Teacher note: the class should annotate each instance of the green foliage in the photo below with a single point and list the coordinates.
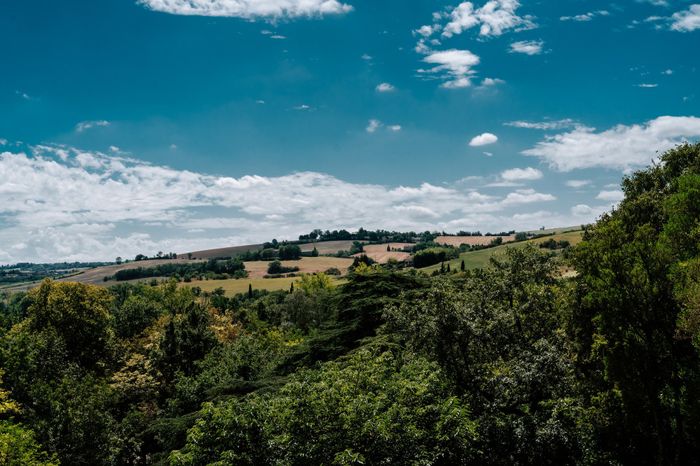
(633, 320)
(18, 447)
(289, 252)
(76, 314)
(376, 408)
(276, 268)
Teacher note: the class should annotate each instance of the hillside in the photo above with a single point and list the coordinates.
(481, 258)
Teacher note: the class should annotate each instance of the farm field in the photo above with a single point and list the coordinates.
(471, 240)
(481, 259)
(95, 276)
(220, 252)
(378, 252)
(233, 287)
(327, 247)
(258, 269)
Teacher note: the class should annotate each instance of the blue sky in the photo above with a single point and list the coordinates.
(137, 126)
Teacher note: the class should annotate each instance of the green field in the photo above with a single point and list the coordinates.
(233, 287)
(481, 258)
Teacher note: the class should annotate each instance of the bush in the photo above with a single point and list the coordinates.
(432, 256)
(276, 268)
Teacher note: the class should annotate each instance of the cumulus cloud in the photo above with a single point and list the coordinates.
(585, 17)
(385, 87)
(577, 184)
(544, 125)
(686, 20)
(528, 47)
(612, 196)
(373, 125)
(249, 9)
(62, 203)
(527, 196)
(621, 147)
(491, 82)
(494, 18)
(454, 67)
(521, 174)
(483, 140)
(86, 125)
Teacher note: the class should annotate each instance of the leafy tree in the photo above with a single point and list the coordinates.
(18, 445)
(79, 316)
(377, 408)
(633, 306)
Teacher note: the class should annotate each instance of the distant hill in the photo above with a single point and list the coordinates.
(220, 252)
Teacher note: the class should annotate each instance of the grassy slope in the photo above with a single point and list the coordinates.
(480, 259)
(233, 287)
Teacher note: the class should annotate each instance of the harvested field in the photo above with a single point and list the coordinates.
(482, 258)
(378, 252)
(258, 269)
(471, 240)
(233, 287)
(96, 276)
(327, 247)
(220, 252)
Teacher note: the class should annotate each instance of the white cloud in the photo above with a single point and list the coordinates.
(528, 47)
(86, 125)
(527, 196)
(453, 66)
(483, 140)
(249, 9)
(134, 207)
(577, 184)
(426, 31)
(621, 147)
(385, 87)
(373, 125)
(585, 17)
(521, 174)
(545, 125)
(494, 18)
(612, 196)
(686, 20)
(491, 82)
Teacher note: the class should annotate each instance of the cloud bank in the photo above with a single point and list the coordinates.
(621, 147)
(62, 203)
(249, 9)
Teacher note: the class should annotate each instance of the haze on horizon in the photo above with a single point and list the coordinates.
(138, 126)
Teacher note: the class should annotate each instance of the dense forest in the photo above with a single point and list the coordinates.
(511, 364)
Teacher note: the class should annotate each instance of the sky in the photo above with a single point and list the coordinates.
(137, 126)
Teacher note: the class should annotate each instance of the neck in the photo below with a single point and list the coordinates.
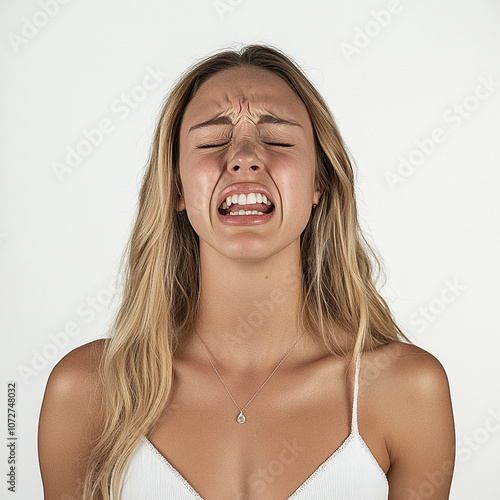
(249, 312)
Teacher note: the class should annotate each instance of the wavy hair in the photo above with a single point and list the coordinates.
(161, 278)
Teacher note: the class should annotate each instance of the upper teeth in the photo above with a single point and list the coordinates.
(245, 199)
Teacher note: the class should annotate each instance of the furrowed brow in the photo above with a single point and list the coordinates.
(219, 120)
(264, 119)
(274, 120)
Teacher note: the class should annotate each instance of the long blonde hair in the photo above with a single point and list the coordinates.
(161, 285)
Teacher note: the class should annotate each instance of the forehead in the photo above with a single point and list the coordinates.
(245, 91)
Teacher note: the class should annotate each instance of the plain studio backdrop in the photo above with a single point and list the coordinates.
(415, 89)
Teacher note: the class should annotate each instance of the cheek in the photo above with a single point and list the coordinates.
(198, 177)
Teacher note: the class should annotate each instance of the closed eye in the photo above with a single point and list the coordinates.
(206, 146)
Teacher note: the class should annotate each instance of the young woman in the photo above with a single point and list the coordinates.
(252, 356)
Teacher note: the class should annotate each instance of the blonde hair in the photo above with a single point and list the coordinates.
(161, 285)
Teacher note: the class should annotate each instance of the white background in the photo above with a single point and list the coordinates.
(61, 236)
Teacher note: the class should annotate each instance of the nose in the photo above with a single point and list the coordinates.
(245, 158)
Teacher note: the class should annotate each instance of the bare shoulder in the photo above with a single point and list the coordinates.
(407, 391)
(400, 366)
(70, 419)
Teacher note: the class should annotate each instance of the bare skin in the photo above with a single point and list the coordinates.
(404, 407)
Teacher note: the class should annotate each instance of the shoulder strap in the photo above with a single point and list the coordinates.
(354, 422)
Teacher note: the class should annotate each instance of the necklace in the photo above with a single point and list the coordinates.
(241, 418)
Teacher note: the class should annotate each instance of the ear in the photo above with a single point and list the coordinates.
(180, 205)
(317, 196)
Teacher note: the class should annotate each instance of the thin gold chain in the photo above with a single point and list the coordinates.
(265, 381)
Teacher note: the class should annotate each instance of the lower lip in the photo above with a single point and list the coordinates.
(245, 220)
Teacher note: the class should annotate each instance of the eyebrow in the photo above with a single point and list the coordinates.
(225, 120)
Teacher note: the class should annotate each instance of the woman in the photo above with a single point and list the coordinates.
(252, 357)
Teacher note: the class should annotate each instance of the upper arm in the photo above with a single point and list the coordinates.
(69, 421)
(421, 440)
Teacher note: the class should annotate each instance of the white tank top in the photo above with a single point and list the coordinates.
(351, 472)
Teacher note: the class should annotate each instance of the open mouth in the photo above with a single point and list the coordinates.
(248, 209)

* [About this task] Could you print the whole listing again, exactly, leaving the pictures out?

* [Output]
Teacher note: the class should annotate each instance of the green foliage in the photo below with a single point and list the coordinates.
(633, 320)
(18, 447)
(289, 252)
(76, 314)
(376, 408)
(276, 268)
Teacher note: the class should annotate each instance of the hillside in the photo above with a single point and list the coordinates.
(481, 258)
Teacher note: the class should annotate each instance of the farm field in the photo above with a single point and list the coordinates.
(471, 240)
(481, 259)
(95, 276)
(220, 252)
(378, 252)
(233, 287)
(327, 247)
(258, 269)
Teacher note: the class should annotate each instance of the blue sky in the photo above with a single point and list the coordinates.
(137, 126)
Teacher note: the class should annotate each instance of the green field in the photo above with a single point and list the coordinates.
(233, 287)
(481, 258)
Teacher note: the class should annotate each instance of the bush in the photo above with a single point and list the coordinates.
(432, 256)
(276, 268)
Teacher note: the class should annotate each instance of the cumulus cloud in the photo above with a single point and list the coordinates.
(585, 17)
(385, 87)
(577, 184)
(544, 125)
(686, 20)
(528, 47)
(612, 196)
(373, 125)
(249, 9)
(62, 203)
(527, 196)
(621, 147)
(491, 82)
(494, 18)
(454, 67)
(521, 174)
(483, 140)
(86, 125)
Teacher note: the class should annotate each instance of the leafy tree in the photo above with a single point and list the coordinates.
(18, 445)
(79, 316)
(377, 408)
(633, 306)
Teacher note: the class should annotate each instance of the distant hill in the photo above with a single point and list the coordinates.
(220, 252)
Teacher note: the class should annotate each instance of the grassy slope in the photo above with a single point and list the coordinates.
(480, 259)
(233, 287)
Teacher note: the class should annotate each instance of the harvested field in the photo above with a single point and list the coordinates.
(482, 258)
(378, 252)
(258, 269)
(471, 240)
(233, 287)
(96, 276)
(327, 247)
(220, 252)
Teacher note: the class should annotate each instance of the white cloud in the photo above with a single point and list the coordinates.
(528, 47)
(86, 125)
(527, 196)
(453, 66)
(483, 140)
(249, 9)
(134, 207)
(577, 184)
(426, 31)
(621, 147)
(385, 87)
(373, 125)
(585, 17)
(521, 174)
(545, 125)
(494, 18)
(612, 196)
(686, 20)
(491, 82)
Teacher note: the class should annotate each instance of the cloud bank in the photo above with a single point and list the coordinates.
(621, 147)
(62, 203)
(249, 9)
Teacher note: the class should annotate each instance of the haze on horizon in the photo above with a single point and list the coordinates.
(138, 126)
Teacher note: the class should annotate each instance of the dense forest in the photo above with a single point and list the coordinates.
(511, 364)
Teacher note: the class should annotate each instance of the sky in the photo above with a single point and list the coordinates.
(137, 126)
Teacher note: the class should annotate each instance of the neck in the photo below with a single point and list the coordinates.
(249, 312)
Teacher note: the class should annotate each instance of the wavy hair in the photo above with a single point and list the coordinates.
(161, 278)
Teacher note: the class should annotate each instance of the upper teeth in the photo above with a single point and list the coordinates.
(245, 199)
Teacher note: the class should annotate each instance of the furrowed brow in the photo above with a single point and list the coordinates.
(219, 120)
(264, 119)
(274, 120)
Teacher note: the class should annotate each instance of the long blonde hair in the photo above with a single point and list the coordinates.
(161, 285)
Teacher note: the class should annotate each instance of the forehead in the photo above with a single point and list the coordinates.
(245, 91)
Teacher note: the class should annotate each instance of the plain studio backdrop in the photo above with a single point and list the coordinates.
(415, 89)
Teacher note: the class should annotate each instance of the cheek in the photo above with a single point and list the coordinates.
(198, 177)
Teacher note: the class should annotate each instance of the closed eye in the photo above with a single point and list the coordinates.
(206, 146)
Teacher note: the class should annotate each instance of the young woman in the photo above with a single point and list the coordinates.
(252, 356)
Teacher note: the class should annotate each instance of the blonde hair in the photo above with a single point and list the coordinates.
(161, 285)
Teacher note: the class should annotate each instance of the white background in the photo above with a single point and list the coordinates.
(61, 236)
Teacher note: the class should annotate each instance of the nose in the photo above with a single point and list the coordinates.
(245, 158)
Teacher note: the class should annotate each instance of the bare shoulder in the photo above with a single point and list the coordinates.
(407, 391)
(400, 366)
(70, 419)
Teacher note: the class should annotate each instance of the bare skin in the photo above with a single point and list the coordinates.
(404, 407)
Teacher note: the class should annotate each instance of the shoulder strap in the photo above with a single point and list the coordinates.
(354, 422)
Teacher note: the class should annotate each instance of the necklace in the photo above with a single point and list the coordinates.
(241, 418)
Teacher note: the class should annotate each instance of the ear in the photo above with a single point and list the coordinates.
(180, 205)
(317, 196)
Teacher note: the class should annotate each instance of the thin gold chain in the photo above with a single point and list the coordinates.
(265, 381)
Teacher note: the class should annotate each instance of the lower lip in the photo above with a single point and list the coordinates.
(245, 220)
Teacher note: the class should annotate each instance of the eyebrow in the photo above with a single point and list the coordinates.
(225, 120)
Teacher note: the class should annotate each instance of the woman in the photo above with a single point and list the coordinates.
(252, 357)
Teacher note: the class should annotate each instance of the upper arm in the photo above with a single point and list the coordinates.
(69, 421)
(421, 440)
Teacher note: the class should annotate each instance of the white tank top in the photo above with a single point and list the coordinates.
(351, 472)
Teacher note: the class should annotate each instance of the open mouth in the photo above with a single point and list the coordinates.
(248, 209)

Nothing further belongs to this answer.